WHAT IS BEING ASKED:
Please lay out the rows below as a Markdown table with the columns "Line No." and "Text", starting with the line that contains "of the woman's" and going on through the line that contains "x=898, y=639". Include only those lines and skip any blank ones.

Coordinate labeling data

⁂

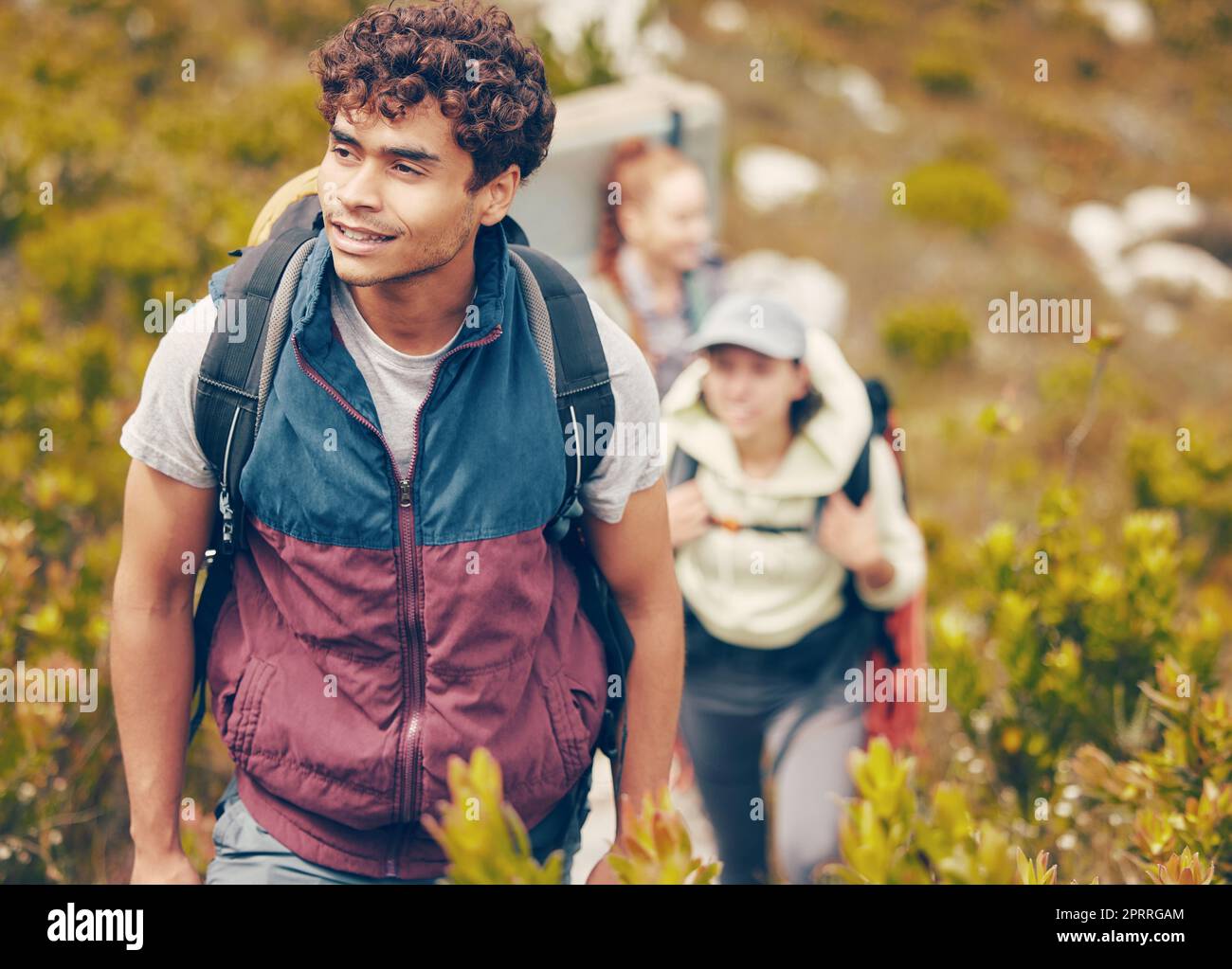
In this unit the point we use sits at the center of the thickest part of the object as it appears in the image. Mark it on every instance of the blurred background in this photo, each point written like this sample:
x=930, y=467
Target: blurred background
x=1062, y=149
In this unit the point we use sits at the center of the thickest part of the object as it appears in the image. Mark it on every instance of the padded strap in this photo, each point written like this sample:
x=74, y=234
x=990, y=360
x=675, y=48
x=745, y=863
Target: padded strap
x=568, y=341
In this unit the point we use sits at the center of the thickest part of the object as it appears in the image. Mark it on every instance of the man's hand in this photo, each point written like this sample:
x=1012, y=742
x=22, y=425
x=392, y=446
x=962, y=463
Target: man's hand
x=169, y=867
x=688, y=514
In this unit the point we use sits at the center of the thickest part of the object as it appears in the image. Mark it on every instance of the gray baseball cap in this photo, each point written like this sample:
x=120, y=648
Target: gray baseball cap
x=752, y=320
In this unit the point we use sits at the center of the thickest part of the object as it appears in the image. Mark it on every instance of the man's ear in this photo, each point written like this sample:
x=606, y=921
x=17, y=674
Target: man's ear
x=498, y=195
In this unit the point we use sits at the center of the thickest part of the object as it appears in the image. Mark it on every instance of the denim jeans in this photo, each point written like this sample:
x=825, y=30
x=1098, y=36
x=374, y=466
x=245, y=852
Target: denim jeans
x=246, y=853
x=771, y=727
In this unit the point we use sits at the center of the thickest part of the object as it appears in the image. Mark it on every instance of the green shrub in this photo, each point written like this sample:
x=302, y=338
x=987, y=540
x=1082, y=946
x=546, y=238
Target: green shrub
x=887, y=837
x=1055, y=633
x=1195, y=483
x=941, y=72
x=927, y=333
x=1179, y=791
x=956, y=193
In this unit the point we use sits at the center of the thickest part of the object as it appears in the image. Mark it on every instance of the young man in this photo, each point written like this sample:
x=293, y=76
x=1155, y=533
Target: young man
x=399, y=602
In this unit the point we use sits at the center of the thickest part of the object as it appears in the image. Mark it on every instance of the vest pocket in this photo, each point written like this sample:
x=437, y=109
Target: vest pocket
x=246, y=709
x=568, y=726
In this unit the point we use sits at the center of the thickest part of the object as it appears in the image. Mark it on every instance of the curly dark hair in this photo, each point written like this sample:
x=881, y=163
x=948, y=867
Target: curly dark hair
x=485, y=79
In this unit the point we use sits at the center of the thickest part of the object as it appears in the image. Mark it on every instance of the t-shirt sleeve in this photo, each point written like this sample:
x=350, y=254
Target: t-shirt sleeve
x=161, y=431
x=635, y=459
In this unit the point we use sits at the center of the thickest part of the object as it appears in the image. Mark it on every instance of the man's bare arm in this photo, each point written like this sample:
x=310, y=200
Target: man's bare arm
x=636, y=558
x=152, y=657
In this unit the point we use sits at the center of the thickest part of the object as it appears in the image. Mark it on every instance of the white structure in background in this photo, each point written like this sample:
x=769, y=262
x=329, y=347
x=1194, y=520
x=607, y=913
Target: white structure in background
x=636, y=49
x=768, y=176
x=1126, y=249
x=561, y=204
x=1125, y=21
x=861, y=93
x=820, y=296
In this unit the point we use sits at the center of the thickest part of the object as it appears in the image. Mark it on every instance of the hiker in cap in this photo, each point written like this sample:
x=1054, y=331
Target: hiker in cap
x=657, y=267
x=779, y=570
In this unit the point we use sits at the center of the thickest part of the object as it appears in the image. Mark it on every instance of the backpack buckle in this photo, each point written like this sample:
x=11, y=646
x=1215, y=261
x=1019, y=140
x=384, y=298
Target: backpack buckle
x=559, y=526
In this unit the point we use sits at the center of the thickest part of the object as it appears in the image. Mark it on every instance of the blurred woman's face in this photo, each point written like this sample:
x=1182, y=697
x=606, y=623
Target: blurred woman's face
x=673, y=225
x=751, y=393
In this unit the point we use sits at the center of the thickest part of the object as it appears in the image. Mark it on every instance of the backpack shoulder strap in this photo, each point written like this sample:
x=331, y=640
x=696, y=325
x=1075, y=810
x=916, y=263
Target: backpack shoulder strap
x=232, y=388
x=567, y=337
x=237, y=368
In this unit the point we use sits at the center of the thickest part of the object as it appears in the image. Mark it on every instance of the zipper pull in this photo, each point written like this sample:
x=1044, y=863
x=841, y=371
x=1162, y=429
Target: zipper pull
x=225, y=508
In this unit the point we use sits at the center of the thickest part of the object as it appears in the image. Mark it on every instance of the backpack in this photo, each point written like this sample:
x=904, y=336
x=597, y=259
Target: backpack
x=898, y=635
x=235, y=377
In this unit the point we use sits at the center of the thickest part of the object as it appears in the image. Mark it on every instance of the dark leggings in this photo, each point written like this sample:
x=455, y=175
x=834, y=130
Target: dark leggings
x=791, y=814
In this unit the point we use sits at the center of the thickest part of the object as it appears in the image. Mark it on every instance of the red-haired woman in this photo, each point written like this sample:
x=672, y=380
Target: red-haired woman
x=657, y=270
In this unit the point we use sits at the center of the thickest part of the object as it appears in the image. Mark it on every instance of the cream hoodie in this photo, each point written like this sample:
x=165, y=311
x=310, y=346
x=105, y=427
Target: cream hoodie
x=767, y=590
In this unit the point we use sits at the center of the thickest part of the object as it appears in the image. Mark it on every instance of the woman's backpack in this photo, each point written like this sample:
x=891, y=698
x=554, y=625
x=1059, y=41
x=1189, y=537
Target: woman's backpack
x=898, y=639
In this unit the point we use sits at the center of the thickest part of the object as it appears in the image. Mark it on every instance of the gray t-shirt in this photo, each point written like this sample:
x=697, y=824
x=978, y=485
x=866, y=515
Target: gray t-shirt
x=161, y=431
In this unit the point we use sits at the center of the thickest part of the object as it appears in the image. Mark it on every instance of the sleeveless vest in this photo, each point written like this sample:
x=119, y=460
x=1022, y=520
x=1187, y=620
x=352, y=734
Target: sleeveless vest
x=380, y=622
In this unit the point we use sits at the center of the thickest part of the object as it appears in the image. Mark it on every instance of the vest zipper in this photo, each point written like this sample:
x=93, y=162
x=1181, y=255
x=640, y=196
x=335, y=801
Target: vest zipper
x=408, y=586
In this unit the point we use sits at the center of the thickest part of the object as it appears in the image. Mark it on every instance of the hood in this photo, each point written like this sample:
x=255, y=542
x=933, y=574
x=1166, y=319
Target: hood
x=820, y=458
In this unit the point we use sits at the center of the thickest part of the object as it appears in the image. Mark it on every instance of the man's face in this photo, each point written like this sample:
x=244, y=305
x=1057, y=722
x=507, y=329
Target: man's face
x=393, y=195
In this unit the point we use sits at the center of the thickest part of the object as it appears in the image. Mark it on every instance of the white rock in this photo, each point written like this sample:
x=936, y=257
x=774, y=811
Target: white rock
x=1125, y=21
x=769, y=176
x=726, y=16
x=1181, y=269
x=861, y=93
x=1153, y=212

⁂

RESULT:
| Line No. | Text |
|---|---|
| 1 | In this unit the point we use sits at the center of the thickest part of the object as it appears in the image. Mark it on every instance of the woman's backpack in this photo, each point written like this sample: |
| 2 | x=891, y=698 |
| 3 | x=554, y=625 |
| 4 | x=1059, y=41 |
| 5 | x=1189, y=537 |
| 6 | Target: woman's backpack |
| 7 | x=898, y=639 |